Problem requirements: Locate each line of the listing that contains the string "segment", matching case, and copy those lines out in full.

Outline entries for the images:

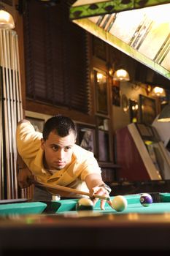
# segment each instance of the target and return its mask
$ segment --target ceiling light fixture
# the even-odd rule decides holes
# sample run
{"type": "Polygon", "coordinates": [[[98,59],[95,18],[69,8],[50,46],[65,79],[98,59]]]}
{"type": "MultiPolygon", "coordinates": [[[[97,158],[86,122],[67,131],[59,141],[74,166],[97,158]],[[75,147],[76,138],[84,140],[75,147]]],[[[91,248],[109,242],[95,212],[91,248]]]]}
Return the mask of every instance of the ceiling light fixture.
{"type": "Polygon", "coordinates": [[[130,80],[128,72],[123,69],[117,69],[113,75],[113,80],[120,82],[127,82],[130,80]]]}
{"type": "Polygon", "coordinates": [[[12,29],[15,28],[14,19],[10,13],[4,10],[4,7],[0,5],[0,29],[12,29]]]}
{"type": "Polygon", "coordinates": [[[162,121],[162,122],[170,121],[170,105],[169,104],[163,108],[162,112],[161,112],[161,114],[159,115],[158,121],[162,121]]]}

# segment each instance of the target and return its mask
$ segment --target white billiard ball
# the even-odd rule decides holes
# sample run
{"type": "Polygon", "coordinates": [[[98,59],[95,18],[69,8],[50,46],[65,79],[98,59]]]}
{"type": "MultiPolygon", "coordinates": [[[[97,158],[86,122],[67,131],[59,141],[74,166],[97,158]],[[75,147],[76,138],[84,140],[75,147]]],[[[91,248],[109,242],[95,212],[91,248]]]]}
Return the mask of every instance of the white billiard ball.
{"type": "Polygon", "coordinates": [[[90,198],[82,197],[76,204],[77,211],[93,211],[93,203],[90,198]]]}
{"type": "Polygon", "coordinates": [[[122,195],[117,195],[112,200],[112,206],[117,211],[123,211],[128,206],[128,201],[122,195]]]}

Completed task:
# segment each instance of the target and return its mask
$ segment --target ceiling light fixture
# segment each instance of the target and return its mask
$ segment --target white billiard ball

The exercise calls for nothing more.